─── INPUT FOR THIS TASK

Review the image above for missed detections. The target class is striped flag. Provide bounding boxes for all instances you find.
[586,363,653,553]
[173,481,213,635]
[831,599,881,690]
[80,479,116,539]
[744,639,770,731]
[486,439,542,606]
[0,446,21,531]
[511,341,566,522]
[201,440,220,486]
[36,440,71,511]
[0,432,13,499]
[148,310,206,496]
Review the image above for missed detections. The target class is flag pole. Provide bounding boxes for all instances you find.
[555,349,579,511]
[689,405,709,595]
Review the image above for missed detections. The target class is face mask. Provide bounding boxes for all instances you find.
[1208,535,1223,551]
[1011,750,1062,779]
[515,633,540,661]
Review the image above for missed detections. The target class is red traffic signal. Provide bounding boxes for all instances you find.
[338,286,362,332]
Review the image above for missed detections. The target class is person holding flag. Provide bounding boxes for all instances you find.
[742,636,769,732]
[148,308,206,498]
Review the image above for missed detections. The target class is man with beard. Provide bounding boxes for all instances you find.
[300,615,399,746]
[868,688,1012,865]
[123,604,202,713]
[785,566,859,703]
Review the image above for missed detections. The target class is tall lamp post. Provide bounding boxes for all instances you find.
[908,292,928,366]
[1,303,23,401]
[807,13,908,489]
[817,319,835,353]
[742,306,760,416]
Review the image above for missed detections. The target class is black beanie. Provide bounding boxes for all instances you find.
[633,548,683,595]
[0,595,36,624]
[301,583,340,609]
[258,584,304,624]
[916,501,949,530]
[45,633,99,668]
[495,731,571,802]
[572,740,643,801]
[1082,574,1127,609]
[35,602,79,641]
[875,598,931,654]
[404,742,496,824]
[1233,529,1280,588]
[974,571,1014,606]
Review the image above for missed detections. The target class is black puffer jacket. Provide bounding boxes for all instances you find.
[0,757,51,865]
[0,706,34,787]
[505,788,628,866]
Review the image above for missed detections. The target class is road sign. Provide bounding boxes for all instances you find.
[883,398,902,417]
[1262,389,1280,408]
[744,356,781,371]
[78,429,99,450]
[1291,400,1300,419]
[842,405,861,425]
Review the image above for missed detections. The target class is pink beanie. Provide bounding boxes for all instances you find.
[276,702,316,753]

──────

WORK REQUIRED:
Could you return all of the entries exactly as they stand?

TASK RESPONSE:
Review the image above for missed detections. The target class is striped flag. Provide bounding boxes for all instances you find.
[586,363,653,553]
[173,481,213,635]
[831,599,881,690]
[80,479,116,539]
[744,639,770,731]
[486,439,542,606]
[0,446,21,531]
[511,341,566,522]
[201,440,220,486]
[36,440,71,511]
[0,432,13,499]
[148,310,206,496]
Review the image above for missed detections. The target class is flag pole. Provide bounding boxes for all instances you find.
[555,349,579,511]
[689,405,709,595]
Review the image above for missed detections. The target class is face mask. Provide bounding boxes for all instances you find.
[1208,535,1223,551]
[1011,750,1062,779]
[515,633,540,661]
Review the image above for missed detections. The target class is red traffic signal. Provide bounding boxes for all instances you find.
[338,286,362,332]
Review the image above for missed detections. The target class is person holding flag. Provide bounding boxes for all instances you find.
[742,636,769,732]
[148,308,206,498]
Review the image above for missed detections. The target class is man with beard. Provide bounding boxes for all instances you find.
[300,615,399,746]
[868,688,1012,865]
[123,604,202,713]
[785,566,859,703]
Review the image above for missed detections. The target class is tall lamp post. Provide bounding boxes for all instances you find.
[908,292,928,366]
[1,303,23,401]
[807,13,908,489]
[817,319,835,353]
[742,306,760,416]
Review the image above for missed detections. The target class is black beanie. Provide bounding boxes for all instances you find.
[633,548,683,595]
[0,595,36,624]
[301,583,340,609]
[258,584,304,624]
[916,501,949,530]
[45,633,99,668]
[495,731,571,802]
[572,740,643,801]
[1082,574,1127,609]
[35,602,79,641]
[875,598,931,654]
[404,742,496,824]
[1233,529,1280,588]
[974,571,1014,606]
Review the image above for missed detections. The target class is black puffer jacket. Provide bounding boxes for all instances you find.
[0,757,51,865]
[0,706,34,787]
[505,788,628,866]
Review the image above for missed detections. The target class is road sign. Provide bounding boxes for all instances you find.
[883,398,902,417]
[1262,389,1280,408]
[744,356,781,371]
[78,429,99,450]
[1291,400,1300,419]
[842,405,861,425]
Review the image above for missed detections. The target class is pink beanie. Provide bounding boxes for all instances you find.
[276,702,316,753]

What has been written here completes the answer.